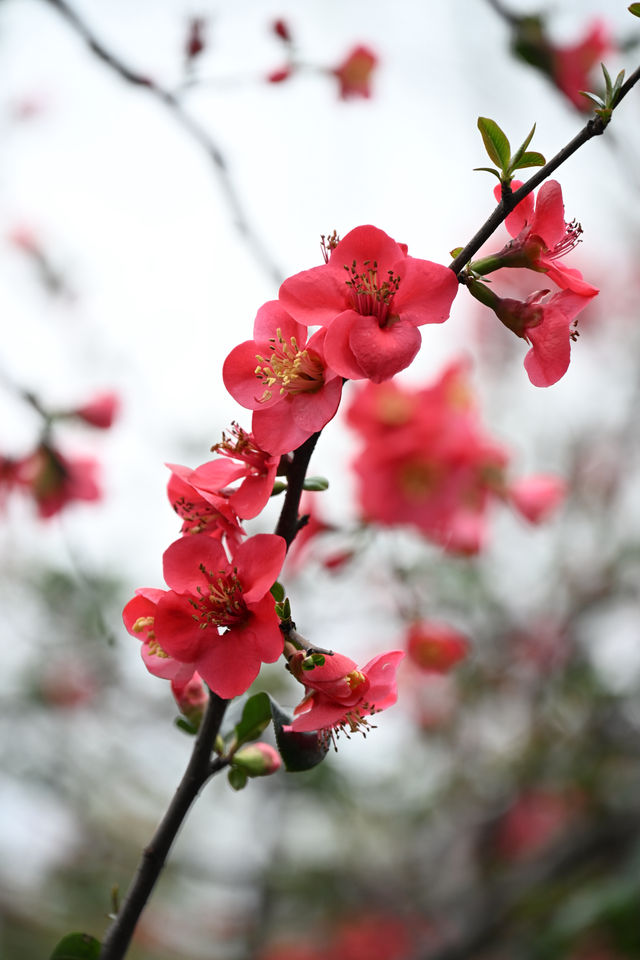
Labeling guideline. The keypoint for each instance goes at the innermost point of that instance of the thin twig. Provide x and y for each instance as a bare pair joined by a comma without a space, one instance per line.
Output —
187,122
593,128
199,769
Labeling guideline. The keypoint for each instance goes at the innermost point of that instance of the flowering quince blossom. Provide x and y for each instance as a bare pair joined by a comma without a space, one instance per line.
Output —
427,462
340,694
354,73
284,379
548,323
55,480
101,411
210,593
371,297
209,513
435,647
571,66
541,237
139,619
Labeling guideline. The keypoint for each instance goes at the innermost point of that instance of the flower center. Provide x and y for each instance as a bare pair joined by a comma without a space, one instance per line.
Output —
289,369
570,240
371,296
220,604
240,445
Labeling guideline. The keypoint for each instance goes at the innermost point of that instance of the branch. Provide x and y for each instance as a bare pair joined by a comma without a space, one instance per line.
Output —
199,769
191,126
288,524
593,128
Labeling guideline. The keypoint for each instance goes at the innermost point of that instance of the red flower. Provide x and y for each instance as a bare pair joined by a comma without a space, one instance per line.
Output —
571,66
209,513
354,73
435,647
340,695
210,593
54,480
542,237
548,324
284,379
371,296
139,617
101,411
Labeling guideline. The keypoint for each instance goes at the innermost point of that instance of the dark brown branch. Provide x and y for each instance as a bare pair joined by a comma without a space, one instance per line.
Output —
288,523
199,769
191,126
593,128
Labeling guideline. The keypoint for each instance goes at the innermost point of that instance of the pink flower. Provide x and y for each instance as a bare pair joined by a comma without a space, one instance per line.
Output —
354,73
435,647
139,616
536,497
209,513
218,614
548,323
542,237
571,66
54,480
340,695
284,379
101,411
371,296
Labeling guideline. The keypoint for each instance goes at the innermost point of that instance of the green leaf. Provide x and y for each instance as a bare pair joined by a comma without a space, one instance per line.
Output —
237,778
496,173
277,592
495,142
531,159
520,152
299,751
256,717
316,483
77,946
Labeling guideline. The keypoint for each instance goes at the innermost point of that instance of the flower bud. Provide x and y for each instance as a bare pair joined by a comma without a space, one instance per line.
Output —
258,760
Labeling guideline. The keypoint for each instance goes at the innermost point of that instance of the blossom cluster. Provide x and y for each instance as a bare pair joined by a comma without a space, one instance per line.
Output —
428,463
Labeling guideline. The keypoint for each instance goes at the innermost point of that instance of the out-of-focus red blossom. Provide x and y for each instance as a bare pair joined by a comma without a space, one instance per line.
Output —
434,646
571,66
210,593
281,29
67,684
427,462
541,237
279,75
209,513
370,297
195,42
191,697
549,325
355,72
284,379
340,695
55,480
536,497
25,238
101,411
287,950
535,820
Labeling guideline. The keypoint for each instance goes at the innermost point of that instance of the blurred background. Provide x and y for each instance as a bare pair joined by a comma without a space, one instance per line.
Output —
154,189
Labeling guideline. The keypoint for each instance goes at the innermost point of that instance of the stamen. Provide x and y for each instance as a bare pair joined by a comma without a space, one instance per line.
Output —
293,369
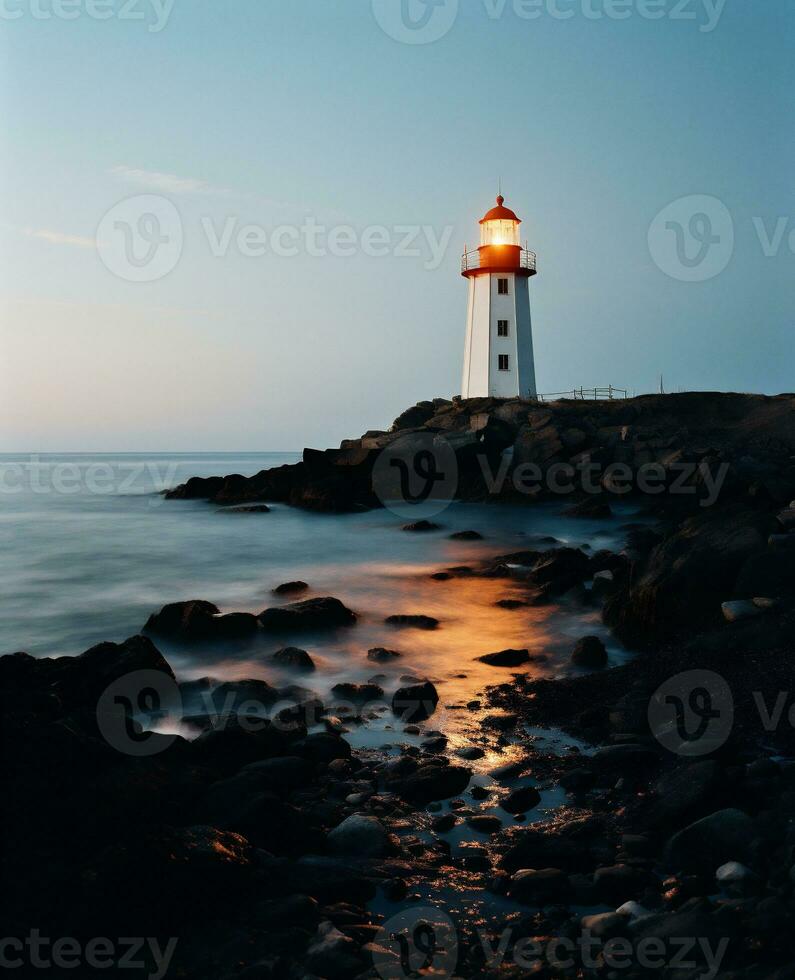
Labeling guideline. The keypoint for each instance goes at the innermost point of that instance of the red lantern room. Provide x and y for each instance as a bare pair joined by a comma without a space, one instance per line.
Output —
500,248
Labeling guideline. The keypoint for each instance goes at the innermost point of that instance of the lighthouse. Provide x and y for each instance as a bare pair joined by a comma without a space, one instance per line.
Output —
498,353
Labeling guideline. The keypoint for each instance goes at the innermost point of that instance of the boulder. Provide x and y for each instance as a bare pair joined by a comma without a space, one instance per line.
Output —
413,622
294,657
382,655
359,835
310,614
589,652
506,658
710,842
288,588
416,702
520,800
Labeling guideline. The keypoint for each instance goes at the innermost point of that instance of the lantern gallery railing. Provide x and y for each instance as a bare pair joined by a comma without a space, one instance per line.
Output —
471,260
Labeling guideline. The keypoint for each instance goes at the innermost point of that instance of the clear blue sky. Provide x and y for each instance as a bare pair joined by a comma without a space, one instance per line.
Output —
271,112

•••••

__Problem__
Render the lines from the one containing "of the boulder." through the end of the items, inclusive, as a JSON list of strings with one string per line and no blank lines.

__Full answer__
[
  "Labeling guideline. The keypoint for each instance goes at the innermost point of that instance of the boulder. Provide x and y for each instance as a bare pair joined by a comma without a space, one instance per line.",
  "Output —",
  "413,622",
  "294,657",
  "382,655",
  "359,835",
  "310,614",
  "589,652",
  "506,658",
  "710,842",
  "288,588",
  "416,702",
  "520,800",
  "Labeling guideline. The keypoint for each instance goes at the innermost point of that instance of the lantern gallery railing. Provide x and y for each instance as a bare pair joined by a comma without a space, one instance per line.",
  "Output —",
  "471,260",
  "Labeling guideline. The keypoint for each instance goes at the innermost point of that instance of the clear blue sky. Provide x and y for each instance as a bare pair joined by a comma without a space, one instance per line.",
  "Output —",
  "271,112"
]